• _DIRECTIONS FOR THIS TASK_: Once the pictures have been removed, repeat the remainder of the records exactly.

• _DATASET ENTRIES_:

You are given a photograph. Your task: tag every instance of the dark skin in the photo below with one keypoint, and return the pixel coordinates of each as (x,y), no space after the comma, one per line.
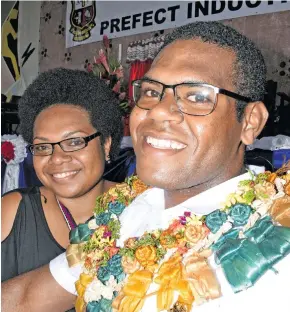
(213,154)
(78,192)
(214,144)
(86,167)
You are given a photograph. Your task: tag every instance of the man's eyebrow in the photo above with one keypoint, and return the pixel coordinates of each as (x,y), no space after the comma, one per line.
(188,80)
(66,135)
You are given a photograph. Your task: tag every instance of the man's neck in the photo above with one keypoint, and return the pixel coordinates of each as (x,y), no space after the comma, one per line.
(176,197)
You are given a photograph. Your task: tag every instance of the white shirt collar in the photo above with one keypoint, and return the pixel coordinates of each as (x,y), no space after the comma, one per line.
(147,212)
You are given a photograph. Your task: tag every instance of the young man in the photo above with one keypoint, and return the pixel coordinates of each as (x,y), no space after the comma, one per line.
(197,108)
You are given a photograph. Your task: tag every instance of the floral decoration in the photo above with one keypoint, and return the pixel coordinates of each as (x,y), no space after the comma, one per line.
(107,67)
(175,259)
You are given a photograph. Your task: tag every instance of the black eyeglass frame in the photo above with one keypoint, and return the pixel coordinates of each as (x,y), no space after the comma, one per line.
(216,90)
(87,139)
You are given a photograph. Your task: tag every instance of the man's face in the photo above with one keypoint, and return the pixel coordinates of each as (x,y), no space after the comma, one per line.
(207,149)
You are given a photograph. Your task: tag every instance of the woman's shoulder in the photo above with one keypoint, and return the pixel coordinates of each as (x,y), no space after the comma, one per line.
(10,203)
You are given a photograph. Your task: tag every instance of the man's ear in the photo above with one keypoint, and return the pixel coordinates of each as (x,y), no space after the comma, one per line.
(107,148)
(254,120)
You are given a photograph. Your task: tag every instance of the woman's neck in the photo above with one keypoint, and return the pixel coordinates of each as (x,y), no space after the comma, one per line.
(82,207)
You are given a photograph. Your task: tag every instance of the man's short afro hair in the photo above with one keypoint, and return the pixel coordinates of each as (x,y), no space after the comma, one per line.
(249,68)
(76,87)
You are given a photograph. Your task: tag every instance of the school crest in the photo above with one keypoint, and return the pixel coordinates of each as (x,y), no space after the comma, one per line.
(82,19)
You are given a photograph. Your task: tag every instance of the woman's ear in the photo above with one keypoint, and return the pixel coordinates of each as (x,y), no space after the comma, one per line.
(254,120)
(107,148)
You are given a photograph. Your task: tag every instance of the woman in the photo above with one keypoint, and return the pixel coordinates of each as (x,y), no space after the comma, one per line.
(72,120)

• _EXERCISE ANSWER_:
You are given a photograph. Your task: tag every instance of the dark skin in the photo below with one keypoint, and return the pixel coordinates of each as (x,y), no space after the comma, one per line.
(213,154)
(78,192)
(214,144)
(86,167)
You are given a photograph. Your task: tag every instance of the man's eyebrow in the photo above with one keypoint, and return the pixel coordinates of each as (x,y), no space after the comma, one per line.
(188,80)
(66,135)
You are given a photograph. Your task: tag every instance of the man's neck in the photo above with one keypoint, and return the pixel coordinates of each as (x,y), no space after the comma, one per line.
(176,197)
You are given a photograph. Your task: tag every instance of the white shirt collar in the photo above with one keypoint, and return the pixel coordinates of each as (x,y), no space after the comma, one per line.
(147,212)
You are given a photograph. Your task: tag every instance of the young man in the photo above with one keypoint, and return the pixel coordinates of each as (x,y), no space after the comma, one per line.
(197,108)
You are given a photograph. Your task: tag every instance of the floral decoration in the photo above with one keypoint, and return the pixel coordinates of each as (x,y), no space after the comma, one per line.
(107,67)
(175,259)
You are given a photograph. Your task: tag every instance of the black eyeglass frame in the photo above with one keypoint, and return the pixel coordinates of each as (x,y), no space after the comma, one per line.
(216,90)
(87,139)
You are given a photograph. Your task: tag every instance of the man's face in the photo above with one keypoint, and return the pixel coordinates of each as (x,y), no space after the comma, one per line.
(207,149)
You are given a photograph. Your task: tag every instance of the woman's shoulder in the photo above with one keypoint, and return the pixel coordinates of each as (x,y), no space after the comma, one per line.
(10,203)
You are given a photograph. Your task: tag every instance of the man's ear in the photo above with one keypoint, and return the pixel coordinates of each as (x,y), no space after the comma, one per line.
(107,148)
(254,120)
You are given a photograph. Your task: tag every instance of the woman's neck in the photo above with one keypoint, and return the pixel coordinates of each as (x,y), no space after the comma, one per line.
(82,207)
You are given a photograph. Your task: tag every instance of the man's short afro hair in the photo above with one keypoint, and return the pixel coordinates of each as (x,y), no space after the comma, one per line.
(249,68)
(76,87)
You are given a photograph. Your task: tag every instance of the school crest in the photo above with one keypoint, and return the pixel coordinates of each as (x,y), no space after the comma, one per line.
(82,19)
You are given a photograph. Your task: tag every instance of the woman's ear in the photo above with one keypoint, and return the pixel coordinates of each as (x,y), no space after the comma, one per line.
(254,120)
(107,148)
You are given a photograph. Your task: tag every instance of the woman in the photo above with one keypoint, and return the pixel coordinates of each as (x,y), no space after the comma, one per line.
(72,120)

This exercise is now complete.